Esercizi da svolgere.
(a) Secondo il brano sull'omicidio di Winckelmann, perché lo storico venne ucciso dal compagno occasionale?
(b) Prosegui il brano sull'omicidio di Winckelmann partendo dalla sua ultima frase.

Brano da leggere.
++++++++
Un famoso storico, noto omosessuale, viaggia in incognito per un Paese straniero, e viene assassinato da un compagno occasionale nella camera d’un albergo, perché incautamente gli ha mostrato la notevole somma che porta con sé. Il presunto assassino, né giovane, né bello, non ruba nulla, subito scoperto, viene processato in fretta e condannato a morte. Una trama con temi alla moda buona per un bel giallo televisivo, con risvolti sociali.
Il “fattaccio”, come si usava scrivere in cronaca, accadde a Trieste 252 anni fa, l’8 giugno del 1768, Johann Joachim Winckelmann, l’inventore del classicismo, il più stimato storico e esperto d’arte antica del suo tempo, fu pugnalato nella camera numero 10 alla Locanda Grande, uno dei migliori alberghi di allora. Ospitò anche l’ammiraglio Nelson, Casanova e Carlo Goldoni. Oggi è diventato l’hotel Duchi d’Aosta.
++++++++
Voci del dataset archiviate:
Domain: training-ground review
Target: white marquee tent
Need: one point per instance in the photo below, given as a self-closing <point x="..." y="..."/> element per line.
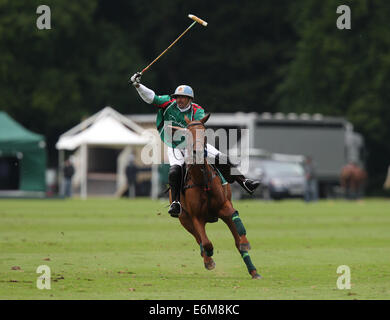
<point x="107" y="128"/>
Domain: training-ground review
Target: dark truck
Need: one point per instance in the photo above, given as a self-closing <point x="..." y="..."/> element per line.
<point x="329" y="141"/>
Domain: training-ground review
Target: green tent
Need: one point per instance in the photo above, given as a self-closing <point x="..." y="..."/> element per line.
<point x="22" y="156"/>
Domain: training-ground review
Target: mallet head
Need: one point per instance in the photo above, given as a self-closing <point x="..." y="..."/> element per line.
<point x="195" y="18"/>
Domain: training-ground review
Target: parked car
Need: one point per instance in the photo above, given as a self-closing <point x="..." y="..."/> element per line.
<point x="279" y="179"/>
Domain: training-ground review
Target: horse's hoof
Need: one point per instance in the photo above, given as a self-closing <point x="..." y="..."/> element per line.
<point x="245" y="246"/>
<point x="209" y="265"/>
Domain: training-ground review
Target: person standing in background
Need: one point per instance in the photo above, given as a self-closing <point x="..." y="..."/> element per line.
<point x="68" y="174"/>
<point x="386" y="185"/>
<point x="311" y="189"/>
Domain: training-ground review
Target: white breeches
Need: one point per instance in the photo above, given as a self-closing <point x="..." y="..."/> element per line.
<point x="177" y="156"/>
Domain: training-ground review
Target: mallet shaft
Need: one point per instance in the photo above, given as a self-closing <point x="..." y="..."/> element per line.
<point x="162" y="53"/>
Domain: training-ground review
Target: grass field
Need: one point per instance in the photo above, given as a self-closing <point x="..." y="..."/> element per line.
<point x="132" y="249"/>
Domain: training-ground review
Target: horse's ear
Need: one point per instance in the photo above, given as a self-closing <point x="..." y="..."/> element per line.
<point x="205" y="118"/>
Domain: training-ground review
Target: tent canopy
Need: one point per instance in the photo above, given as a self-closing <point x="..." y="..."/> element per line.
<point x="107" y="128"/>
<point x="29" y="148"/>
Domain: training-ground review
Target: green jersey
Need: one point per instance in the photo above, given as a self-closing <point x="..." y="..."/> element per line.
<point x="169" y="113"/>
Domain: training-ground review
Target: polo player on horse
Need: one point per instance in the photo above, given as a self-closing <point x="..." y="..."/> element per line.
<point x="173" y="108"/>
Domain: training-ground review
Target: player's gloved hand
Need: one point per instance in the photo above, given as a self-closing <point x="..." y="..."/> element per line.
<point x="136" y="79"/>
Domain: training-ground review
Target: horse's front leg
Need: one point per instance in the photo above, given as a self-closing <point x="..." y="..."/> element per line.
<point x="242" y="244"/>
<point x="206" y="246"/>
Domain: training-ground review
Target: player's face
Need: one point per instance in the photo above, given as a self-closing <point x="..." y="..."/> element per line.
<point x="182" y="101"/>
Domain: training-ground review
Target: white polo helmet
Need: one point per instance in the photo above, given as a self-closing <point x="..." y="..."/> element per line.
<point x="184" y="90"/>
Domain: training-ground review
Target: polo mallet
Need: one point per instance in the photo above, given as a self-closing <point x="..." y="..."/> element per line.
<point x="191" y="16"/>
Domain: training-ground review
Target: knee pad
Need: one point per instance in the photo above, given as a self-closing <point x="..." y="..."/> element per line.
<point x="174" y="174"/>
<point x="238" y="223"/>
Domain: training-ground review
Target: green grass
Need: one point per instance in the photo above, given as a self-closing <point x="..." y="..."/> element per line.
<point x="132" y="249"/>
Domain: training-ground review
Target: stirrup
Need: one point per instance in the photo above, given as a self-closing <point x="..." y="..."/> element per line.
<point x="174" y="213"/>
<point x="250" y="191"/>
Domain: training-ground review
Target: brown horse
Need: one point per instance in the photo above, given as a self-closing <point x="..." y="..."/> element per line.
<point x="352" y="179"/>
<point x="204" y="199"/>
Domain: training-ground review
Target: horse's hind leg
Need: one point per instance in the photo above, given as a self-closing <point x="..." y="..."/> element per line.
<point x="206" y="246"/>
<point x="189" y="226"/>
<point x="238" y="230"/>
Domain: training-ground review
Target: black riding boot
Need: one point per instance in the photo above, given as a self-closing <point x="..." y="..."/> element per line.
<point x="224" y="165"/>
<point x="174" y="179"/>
++++++++
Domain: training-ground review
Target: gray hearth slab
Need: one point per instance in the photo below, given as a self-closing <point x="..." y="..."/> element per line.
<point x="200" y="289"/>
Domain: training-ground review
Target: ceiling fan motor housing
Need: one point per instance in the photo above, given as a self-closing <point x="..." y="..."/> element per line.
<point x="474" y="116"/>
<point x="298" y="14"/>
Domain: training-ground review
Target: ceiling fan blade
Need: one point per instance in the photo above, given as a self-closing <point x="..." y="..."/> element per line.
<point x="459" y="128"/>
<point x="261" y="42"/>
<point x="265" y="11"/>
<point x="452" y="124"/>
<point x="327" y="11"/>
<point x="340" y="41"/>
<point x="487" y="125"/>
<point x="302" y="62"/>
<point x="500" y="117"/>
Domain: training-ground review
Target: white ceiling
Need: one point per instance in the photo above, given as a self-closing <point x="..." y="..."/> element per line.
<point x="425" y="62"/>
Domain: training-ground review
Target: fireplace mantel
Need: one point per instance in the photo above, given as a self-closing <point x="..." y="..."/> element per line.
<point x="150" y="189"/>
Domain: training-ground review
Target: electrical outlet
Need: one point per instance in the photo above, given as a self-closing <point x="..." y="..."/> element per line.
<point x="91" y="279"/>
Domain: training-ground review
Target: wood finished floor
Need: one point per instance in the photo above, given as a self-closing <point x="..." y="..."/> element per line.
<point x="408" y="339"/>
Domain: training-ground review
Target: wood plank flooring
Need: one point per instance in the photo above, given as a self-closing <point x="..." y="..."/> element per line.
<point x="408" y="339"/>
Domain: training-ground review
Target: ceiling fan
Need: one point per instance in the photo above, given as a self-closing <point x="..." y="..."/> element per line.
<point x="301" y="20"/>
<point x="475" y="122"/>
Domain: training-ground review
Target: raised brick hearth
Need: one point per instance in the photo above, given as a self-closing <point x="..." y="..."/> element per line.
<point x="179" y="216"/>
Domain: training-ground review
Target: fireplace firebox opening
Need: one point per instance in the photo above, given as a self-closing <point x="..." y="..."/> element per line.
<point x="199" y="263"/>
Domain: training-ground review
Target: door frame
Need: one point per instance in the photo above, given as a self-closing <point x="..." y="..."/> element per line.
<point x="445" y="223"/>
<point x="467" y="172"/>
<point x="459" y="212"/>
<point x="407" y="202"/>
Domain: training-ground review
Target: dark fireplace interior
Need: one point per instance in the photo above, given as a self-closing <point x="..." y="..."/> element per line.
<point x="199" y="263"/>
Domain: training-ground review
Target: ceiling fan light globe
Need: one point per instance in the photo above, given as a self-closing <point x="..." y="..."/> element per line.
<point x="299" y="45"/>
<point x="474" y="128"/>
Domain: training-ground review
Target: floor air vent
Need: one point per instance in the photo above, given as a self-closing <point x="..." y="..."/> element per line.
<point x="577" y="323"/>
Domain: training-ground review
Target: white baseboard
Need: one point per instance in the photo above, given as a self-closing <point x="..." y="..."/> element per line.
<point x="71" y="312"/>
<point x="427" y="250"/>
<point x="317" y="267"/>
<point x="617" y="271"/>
++++++++
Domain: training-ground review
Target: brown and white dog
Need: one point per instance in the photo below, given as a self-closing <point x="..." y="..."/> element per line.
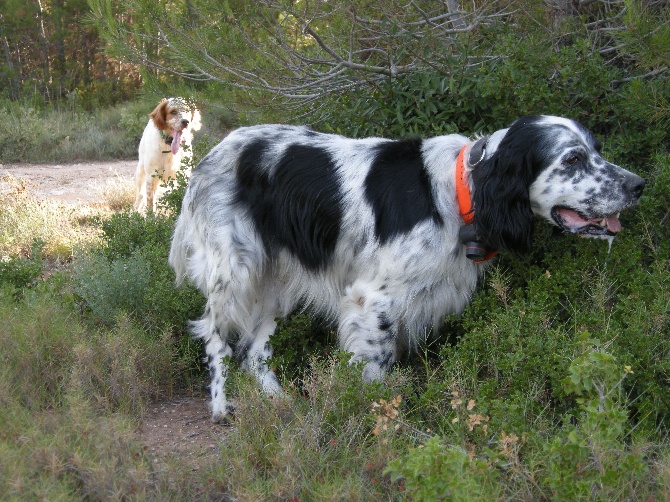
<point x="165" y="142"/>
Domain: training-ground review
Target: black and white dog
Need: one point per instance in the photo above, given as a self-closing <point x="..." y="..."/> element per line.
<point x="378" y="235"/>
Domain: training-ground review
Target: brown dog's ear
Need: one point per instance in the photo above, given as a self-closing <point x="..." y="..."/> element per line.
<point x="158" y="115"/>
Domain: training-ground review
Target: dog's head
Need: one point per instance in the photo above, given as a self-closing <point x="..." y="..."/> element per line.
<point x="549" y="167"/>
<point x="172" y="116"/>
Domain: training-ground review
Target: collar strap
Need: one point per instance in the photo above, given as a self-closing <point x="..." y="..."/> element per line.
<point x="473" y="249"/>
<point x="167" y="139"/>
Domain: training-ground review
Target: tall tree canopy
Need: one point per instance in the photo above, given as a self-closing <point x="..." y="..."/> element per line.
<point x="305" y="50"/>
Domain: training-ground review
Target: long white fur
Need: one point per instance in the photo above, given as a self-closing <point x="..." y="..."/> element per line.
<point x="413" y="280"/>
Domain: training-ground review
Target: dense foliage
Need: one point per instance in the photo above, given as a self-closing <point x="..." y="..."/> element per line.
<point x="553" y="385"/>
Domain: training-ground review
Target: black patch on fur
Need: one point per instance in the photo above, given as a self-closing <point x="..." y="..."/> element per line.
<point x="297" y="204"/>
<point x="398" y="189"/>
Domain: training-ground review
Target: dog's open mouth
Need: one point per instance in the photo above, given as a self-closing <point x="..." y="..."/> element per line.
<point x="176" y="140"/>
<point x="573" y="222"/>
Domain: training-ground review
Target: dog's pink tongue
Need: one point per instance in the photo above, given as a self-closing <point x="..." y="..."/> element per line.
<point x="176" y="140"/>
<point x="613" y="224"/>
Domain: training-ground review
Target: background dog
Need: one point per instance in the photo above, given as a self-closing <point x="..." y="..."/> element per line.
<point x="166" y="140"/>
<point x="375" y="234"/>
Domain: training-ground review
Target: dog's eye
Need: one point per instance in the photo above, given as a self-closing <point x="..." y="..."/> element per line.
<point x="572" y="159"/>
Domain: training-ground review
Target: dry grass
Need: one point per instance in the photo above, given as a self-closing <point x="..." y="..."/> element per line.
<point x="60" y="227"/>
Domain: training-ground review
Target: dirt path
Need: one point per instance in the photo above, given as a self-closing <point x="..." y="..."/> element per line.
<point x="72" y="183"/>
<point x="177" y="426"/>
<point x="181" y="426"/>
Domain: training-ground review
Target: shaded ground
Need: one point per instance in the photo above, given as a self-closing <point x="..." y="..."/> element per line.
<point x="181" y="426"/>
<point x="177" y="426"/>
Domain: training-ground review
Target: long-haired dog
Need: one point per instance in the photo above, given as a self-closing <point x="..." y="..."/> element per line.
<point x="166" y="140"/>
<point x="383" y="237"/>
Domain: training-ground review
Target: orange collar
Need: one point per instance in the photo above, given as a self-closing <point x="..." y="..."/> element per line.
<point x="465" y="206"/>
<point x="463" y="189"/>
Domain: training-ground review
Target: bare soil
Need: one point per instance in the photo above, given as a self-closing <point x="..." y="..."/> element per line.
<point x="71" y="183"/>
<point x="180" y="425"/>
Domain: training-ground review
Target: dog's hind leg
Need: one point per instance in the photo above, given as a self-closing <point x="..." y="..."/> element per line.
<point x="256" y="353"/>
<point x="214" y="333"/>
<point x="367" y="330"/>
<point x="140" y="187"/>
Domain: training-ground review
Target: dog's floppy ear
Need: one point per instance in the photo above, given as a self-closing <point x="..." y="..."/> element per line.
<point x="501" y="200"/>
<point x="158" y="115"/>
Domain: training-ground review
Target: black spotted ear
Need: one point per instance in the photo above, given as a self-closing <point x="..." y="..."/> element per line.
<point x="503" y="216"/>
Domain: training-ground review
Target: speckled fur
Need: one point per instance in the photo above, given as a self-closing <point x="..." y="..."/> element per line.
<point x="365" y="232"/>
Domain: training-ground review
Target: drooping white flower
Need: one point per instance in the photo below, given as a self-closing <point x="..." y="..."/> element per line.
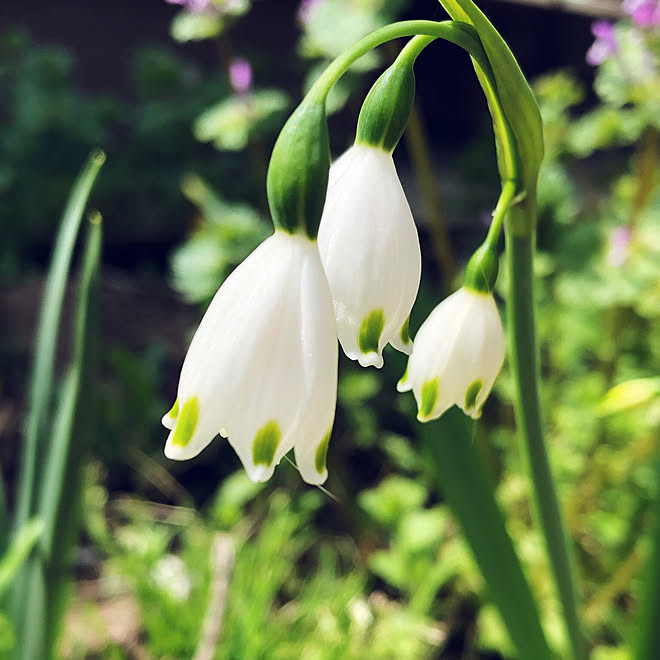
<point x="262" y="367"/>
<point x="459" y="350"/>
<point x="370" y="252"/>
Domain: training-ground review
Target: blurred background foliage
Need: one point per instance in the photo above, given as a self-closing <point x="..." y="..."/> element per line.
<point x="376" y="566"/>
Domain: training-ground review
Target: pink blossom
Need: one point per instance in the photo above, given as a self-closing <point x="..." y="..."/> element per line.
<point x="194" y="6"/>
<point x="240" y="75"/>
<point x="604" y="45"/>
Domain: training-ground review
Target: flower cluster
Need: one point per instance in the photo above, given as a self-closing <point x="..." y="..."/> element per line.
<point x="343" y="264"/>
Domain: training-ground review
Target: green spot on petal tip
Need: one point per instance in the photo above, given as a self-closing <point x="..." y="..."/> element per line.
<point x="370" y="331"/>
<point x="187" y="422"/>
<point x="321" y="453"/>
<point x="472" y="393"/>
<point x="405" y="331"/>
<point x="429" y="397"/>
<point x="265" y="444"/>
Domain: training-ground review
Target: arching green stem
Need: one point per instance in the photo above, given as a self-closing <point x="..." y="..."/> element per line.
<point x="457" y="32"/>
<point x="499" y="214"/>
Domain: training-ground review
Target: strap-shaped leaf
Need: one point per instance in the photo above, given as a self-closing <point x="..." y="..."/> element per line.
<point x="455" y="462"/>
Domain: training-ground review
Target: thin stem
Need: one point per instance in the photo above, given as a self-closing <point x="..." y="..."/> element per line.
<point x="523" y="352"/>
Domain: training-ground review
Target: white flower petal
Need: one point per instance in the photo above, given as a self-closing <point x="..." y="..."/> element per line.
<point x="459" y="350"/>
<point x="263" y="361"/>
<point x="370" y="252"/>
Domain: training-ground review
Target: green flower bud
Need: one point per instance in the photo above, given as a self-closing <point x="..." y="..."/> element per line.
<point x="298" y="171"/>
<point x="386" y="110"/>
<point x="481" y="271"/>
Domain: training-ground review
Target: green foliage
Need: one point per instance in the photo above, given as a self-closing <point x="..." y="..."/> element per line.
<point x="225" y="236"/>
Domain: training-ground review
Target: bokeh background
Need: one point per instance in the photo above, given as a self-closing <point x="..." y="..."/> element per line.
++++++++
Risposte.
(a) Perché gli aveva mostrato incautamente la notevole somma che portava con sé.

(b)
Un cameriere allarmato per le grida, accorre e sorprende un cliente ancora con il pugnale in mano chino sul corpo del suo compagno di viaggio, il signor Giovanni. L’assassino fugge. Il ferito sopravvive qualche ora, si rifiuta di rivelare il vero nome, benché chieda di fare testamento. Nella valigia si trova il passaporto, e una copia del suo capolavoro Geschichte der Kunst der Altertums, “Storia dell’Arte antica”. «La morte di Winckelmman mi colpì come un fulmine a ciel sereno», dirà Goethe, suo grande estimatore che al momento del “fattaccio” aveva 19 anni. E due secoli e mezzo dopo i giornali tedeschi gli dedicano ancora intere pagine.
Fu Winckelmann a scoprire l’Italia, Goethe compì il viaggio fino in Sicilia sedotto dai suoi libri. L’autore del “Viaggio in Italia”, a suo modo, fu il primo turista tedesco, oggi arrivano in milioni ogni anno, attratti dal sole e dal buon cibo, ma non pochi cercano l’Arcadia di Winckelmann e di Goethe. E se nella mia Berlino vado a passeggio tra statue bianche neoclassiche è sempre colpa loro.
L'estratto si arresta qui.